## Exercise goal
The records below must be reproduced exactly, excluding any pictures.

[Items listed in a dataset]
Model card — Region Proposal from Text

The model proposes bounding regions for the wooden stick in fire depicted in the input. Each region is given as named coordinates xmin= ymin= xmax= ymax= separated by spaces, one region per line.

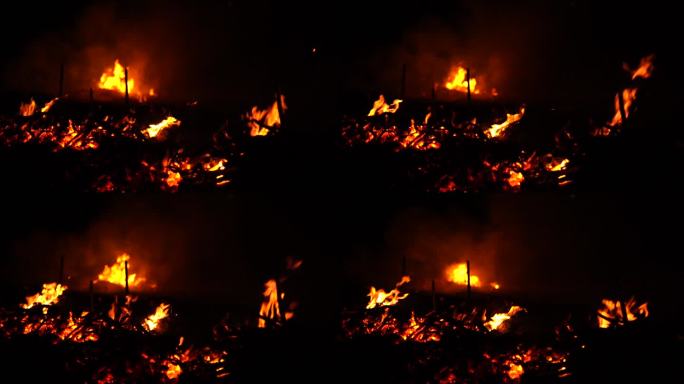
xmin=431 ymin=279 xmax=436 ymax=312
xmin=89 ymin=280 xmax=94 ymax=313
xmin=124 ymin=66 xmax=129 ymax=106
xmin=617 ymin=90 xmax=627 ymax=125
xmin=466 ymin=68 xmax=472 ymax=105
xmin=124 ymin=260 xmax=129 ymax=295
xmin=466 ymin=260 xmax=472 ymax=303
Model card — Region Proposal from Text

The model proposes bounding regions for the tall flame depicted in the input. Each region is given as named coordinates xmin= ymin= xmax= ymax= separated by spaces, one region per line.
xmin=484 ymin=305 xmax=525 ymax=332
xmin=366 ymin=276 xmax=411 ymax=309
xmin=96 ymin=253 xmax=145 ymax=288
xmin=99 ymin=59 xmax=134 ymax=95
xmin=143 ymin=303 xmax=171 ymax=332
xmin=258 ymin=279 xmax=281 ymax=327
xmin=21 ymin=283 xmax=67 ymax=309
xmin=145 ymin=116 xmax=180 ymax=139
xmin=597 ymin=297 xmax=649 ymax=328
xmin=485 ymin=107 xmax=525 ymax=139
xmin=445 ymin=66 xmax=479 ymax=94
xmin=368 ymin=95 xmax=402 ymax=116
xmin=19 ymin=99 xmax=36 ymax=116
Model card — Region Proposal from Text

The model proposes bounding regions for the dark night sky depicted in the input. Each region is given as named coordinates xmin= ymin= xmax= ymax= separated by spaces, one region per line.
xmin=0 ymin=0 xmax=678 ymax=107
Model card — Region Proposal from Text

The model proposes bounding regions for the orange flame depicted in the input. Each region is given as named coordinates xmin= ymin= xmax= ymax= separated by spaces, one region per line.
xmin=545 ymin=158 xmax=570 ymax=172
xmin=445 ymin=66 xmax=479 ymax=94
xmin=366 ymin=276 xmax=411 ymax=309
xmin=143 ymin=303 xmax=171 ymax=332
xmin=629 ymin=54 xmax=655 ymax=80
xmin=99 ymin=59 xmax=134 ymax=95
xmin=258 ymin=279 xmax=285 ymax=327
xmin=368 ymin=95 xmax=402 ymax=116
xmin=608 ymin=88 xmax=638 ymax=127
xmin=485 ymin=107 xmax=525 ymax=139
xmin=145 ymin=116 xmax=180 ymax=139
xmin=21 ymin=282 xmax=67 ymax=309
xmin=597 ymin=297 xmax=649 ymax=328
xmin=484 ymin=305 xmax=525 ymax=332
xmin=40 ymin=98 xmax=59 ymax=113
xmin=446 ymin=263 xmax=481 ymax=287
xmin=19 ymin=98 xmax=36 ymax=116
xmin=96 ymin=253 xmax=146 ymax=288
xmin=245 ymin=95 xmax=286 ymax=136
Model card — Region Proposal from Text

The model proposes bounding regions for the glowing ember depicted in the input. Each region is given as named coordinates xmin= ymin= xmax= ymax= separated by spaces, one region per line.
xmin=41 ymin=98 xmax=59 ymax=113
xmin=506 ymin=169 xmax=525 ymax=189
xmin=507 ymin=362 xmax=524 ymax=380
xmin=21 ymin=282 xmax=67 ymax=309
xmin=245 ymin=95 xmax=286 ymax=136
xmin=96 ymin=253 xmax=145 ymax=288
xmin=484 ymin=305 xmax=525 ymax=332
xmin=597 ymin=297 xmax=649 ymax=328
xmin=445 ymin=263 xmax=481 ymax=287
xmin=145 ymin=116 xmax=180 ymax=139
xmin=99 ymin=59 xmax=134 ymax=95
xmin=445 ymin=66 xmax=479 ymax=94
xmin=545 ymin=158 xmax=570 ymax=172
xmin=164 ymin=362 xmax=182 ymax=380
xmin=368 ymin=95 xmax=402 ymax=116
xmin=143 ymin=303 xmax=171 ymax=332
xmin=366 ymin=276 xmax=411 ymax=309
xmin=485 ymin=107 xmax=525 ymax=139
xmin=19 ymin=98 xmax=36 ymax=116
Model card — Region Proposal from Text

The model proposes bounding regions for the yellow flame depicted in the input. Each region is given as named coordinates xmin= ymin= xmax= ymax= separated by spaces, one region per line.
xmin=545 ymin=158 xmax=570 ymax=172
xmin=21 ymin=283 xmax=67 ymax=309
xmin=484 ymin=305 xmax=525 ymax=331
xmin=368 ymin=95 xmax=402 ymax=116
xmin=99 ymin=59 xmax=134 ymax=95
xmin=445 ymin=263 xmax=481 ymax=287
xmin=445 ymin=66 xmax=479 ymax=94
xmin=258 ymin=279 xmax=282 ymax=327
xmin=246 ymin=95 xmax=286 ymax=136
xmin=40 ymin=98 xmax=59 ymax=113
xmin=145 ymin=116 xmax=180 ymax=138
xmin=143 ymin=303 xmax=171 ymax=332
xmin=97 ymin=253 xmax=145 ymax=288
xmin=485 ymin=107 xmax=525 ymax=139
xmin=597 ymin=297 xmax=649 ymax=328
xmin=366 ymin=276 xmax=411 ymax=309
xmin=19 ymin=98 xmax=36 ymax=116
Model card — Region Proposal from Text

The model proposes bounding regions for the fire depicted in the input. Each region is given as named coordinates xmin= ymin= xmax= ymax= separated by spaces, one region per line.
xmin=143 ymin=303 xmax=171 ymax=332
xmin=21 ymin=282 xmax=67 ymax=309
xmin=366 ymin=276 xmax=411 ymax=309
xmin=165 ymin=362 xmax=182 ymax=380
xmin=445 ymin=263 xmax=481 ymax=287
xmin=605 ymin=54 xmax=655 ymax=129
xmin=445 ymin=66 xmax=479 ymax=94
xmin=258 ymin=279 xmax=286 ymax=328
xmin=96 ymin=253 xmax=146 ymax=288
xmin=485 ymin=107 xmax=525 ymax=139
xmin=41 ymin=98 xmax=58 ymax=113
xmin=597 ymin=297 xmax=649 ymax=328
xmin=145 ymin=116 xmax=180 ymax=139
xmin=99 ymin=59 xmax=134 ymax=95
xmin=484 ymin=305 xmax=525 ymax=332
xmin=545 ymin=158 xmax=570 ymax=172
xmin=19 ymin=98 xmax=36 ymax=116
xmin=507 ymin=362 xmax=524 ymax=380
xmin=245 ymin=95 xmax=286 ymax=136
xmin=368 ymin=95 xmax=402 ymax=116
xmin=506 ymin=169 xmax=525 ymax=189
xmin=629 ymin=54 xmax=655 ymax=80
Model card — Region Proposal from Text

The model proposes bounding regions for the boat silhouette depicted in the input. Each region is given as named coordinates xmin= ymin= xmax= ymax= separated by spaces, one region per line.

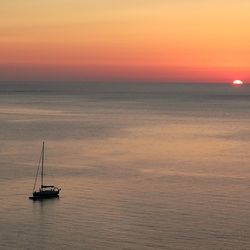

## Problem solution
Model card — Region Proposal from Text

The model proposes bounding regions for the wooden stick in fire depicted in the input. Each region is given as named coordinates xmin= ymin= xmax= ymax= separated by spaces, one region per line.

xmin=431 ymin=279 xmax=436 ymax=312
xmin=89 ymin=280 xmax=94 ymax=313
xmin=124 ymin=66 xmax=129 ymax=106
xmin=617 ymin=90 xmax=627 ymax=125
xmin=466 ymin=68 xmax=472 ymax=105
xmin=124 ymin=260 xmax=129 ymax=295
xmin=466 ymin=260 xmax=472 ymax=303
Model card — Region Proposal from Text

The model proposes bounding regions for the tall flame depicted in the input. Each region is given as named coordinates xmin= ymin= xmax= ymax= separated by spaces, one region per line.
xmin=484 ymin=305 xmax=525 ymax=332
xmin=366 ymin=276 xmax=411 ymax=309
xmin=96 ymin=253 xmax=145 ymax=288
xmin=99 ymin=59 xmax=134 ymax=95
xmin=143 ymin=303 xmax=171 ymax=332
xmin=258 ymin=279 xmax=281 ymax=327
xmin=21 ymin=283 xmax=67 ymax=309
xmin=145 ymin=116 xmax=180 ymax=139
xmin=597 ymin=297 xmax=649 ymax=328
xmin=485 ymin=107 xmax=525 ymax=139
xmin=445 ymin=66 xmax=479 ymax=94
xmin=368 ymin=95 xmax=402 ymax=116
xmin=19 ymin=99 xmax=36 ymax=116
Model card — Region Proposal from Text

The model proposes bounding regions for the dark night sky depicted in the input. Each region is given as named coordinates xmin= ymin= xmax= ymax= separated by spaces, one region per line.
xmin=0 ymin=0 xmax=678 ymax=107
Model card — Region Proposal from Text

The model proposes bounding regions for the orange flame depicted in the input. Each region is given as named coordinates xmin= ymin= xmax= ymax= separated by spaces, one region per line.
xmin=545 ymin=158 xmax=570 ymax=172
xmin=445 ymin=66 xmax=479 ymax=94
xmin=366 ymin=276 xmax=411 ymax=309
xmin=143 ymin=303 xmax=171 ymax=332
xmin=629 ymin=54 xmax=655 ymax=80
xmin=99 ymin=59 xmax=134 ymax=95
xmin=258 ymin=279 xmax=285 ymax=327
xmin=368 ymin=95 xmax=402 ymax=116
xmin=608 ymin=88 xmax=638 ymax=127
xmin=485 ymin=107 xmax=525 ymax=139
xmin=145 ymin=116 xmax=180 ymax=139
xmin=21 ymin=282 xmax=67 ymax=309
xmin=597 ymin=297 xmax=649 ymax=328
xmin=484 ymin=305 xmax=525 ymax=332
xmin=40 ymin=98 xmax=59 ymax=113
xmin=446 ymin=263 xmax=481 ymax=287
xmin=19 ymin=98 xmax=36 ymax=116
xmin=96 ymin=253 xmax=146 ymax=288
xmin=245 ymin=95 xmax=286 ymax=136
Model card — Region Proposal from Text

The model proposes bounding regions for the glowing ember depicted in the input. Each region is given as named coordinates xmin= ymin= xmax= ymax= separated by spaces, one region per line.
xmin=41 ymin=98 xmax=59 ymax=113
xmin=506 ymin=169 xmax=525 ymax=189
xmin=507 ymin=362 xmax=524 ymax=380
xmin=21 ymin=282 xmax=67 ymax=309
xmin=245 ymin=95 xmax=286 ymax=136
xmin=96 ymin=253 xmax=145 ymax=288
xmin=484 ymin=305 xmax=525 ymax=332
xmin=597 ymin=297 xmax=649 ymax=328
xmin=445 ymin=263 xmax=481 ymax=287
xmin=145 ymin=116 xmax=180 ymax=139
xmin=99 ymin=59 xmax=134 ymax=95
xmin=445 ymin=66 xmax=479 ymax=94
xmin=545 ymin=158 xmax=570 ymax=172
xmin=164 ymin=362 xmax=182 ymax=380
xmin=368 ymin=95 xmax=402 ymax=116
xmin=143 ymin=303 xmax=171 ymax=332
xmin=366 ymin=276 xmax=411 ymax=309
xmin=485 ymin=107 xmax=525 ymax=139
xmin=19 ymin=98 xmax=36 ymax=116
Model card — Region Proposal from Text

The model proposes bounding regions for the yellow flame depicted in the input. Each region is given as named coordinates xmin= ymin= xmax= ymax= separated by spaces, one region per line.
xmin=545 ymin=158 xmax=570 ymax=172
xmin=21 ymin=283 xmax=67 ymax=309
xmin=484 ymin=305 xmax=525 ymax=331
xmin=368 ymin=95 xmax=402 ymax=116
xmin=99 ymin=59 xmax=134 ymax=95
xmin=445 ymin=263 xmax=481 ymax=287
xmin=445 ymin=66 xmax=479 ymax=94
xmin=258 ymin=279 xmax=282 ymax=327
xmin=246 ymin=95 xmax=286 ymax=136
xmin=40 ymin=98 xmax=59 ymax=113
xmin=145 ymin=116 xmax=180 ymax=138
xmin=143 ymin=303 xmax=171 ymax=332
xmin=97 ymin=253 xmax=145 ymax=288
xmin=485 ymin=107 xmax=525 ymax=139
xmin=597 ymin=297 xmax=649 ymax=328
xmin=366 ymin=276 xmax=411 ymax=309
xmin=19 ymin=98 xmax=36 ymax=116
Model card — Region Proposal from Text

The model proposes bounding regions for the fire depicted in the input. Each region is given as named coordinates xmin= ymin= xmax= ymax= separated by spaces, one region per line.
xmin=143 ymin=303 xmax=171 ymax=332
xmin=21 ymin=282 xmax=67 ymax=309
xmin=366 ymin=276 xmax=411 ymax=309
xmin=165 ymin=362 xmax=182 ymax=380
xmin=445 ymin=263 xmax=481 ymax=287
xmin=605 ymin=54 xmax=655 ymax=129
xmin=445 ymin=66 xmax=479 ymax=94
xmin=258 ymin=279 xmax=286 ymax=328
xmin=96 ymin=253 xmax=146 ymax=288
xmin=485 ymin=107 xmax=525 ymax=139
xmin=41 ymin=98 xmax=58 ymax=113
xmin=597 ymin=297 xmax=649 ymax=328
xmin=145 ymin=116 xmax=180 ymax=139
xmin=99 ymin=59 xmax=134 ymax=95
xmin=484 ymin=305 xmax=525 ymax=332
xmin=545 ymin=158 xmax=570 ymax=172
xmin=19 ymin=98 xmax=36 ymax=116
xmin=507 ymin=362 xmax=524 ymax=380
xmin=245 ymin=95 xmax=286 ymax=136
xmin=368 ymin=95 xmax=402 ymax=116
xmin=506 ymin=169 xmax=525 ymax=189
xmin=629 ymin=54 xmax=655 ymax=80
Model card — Region Proposal from Text

The model proposes bounding regions for the boat silhouette depicted in the input. Each region is given as named coordinates xmin= ymin= xmax= ymax= separated by spaces, one region per line.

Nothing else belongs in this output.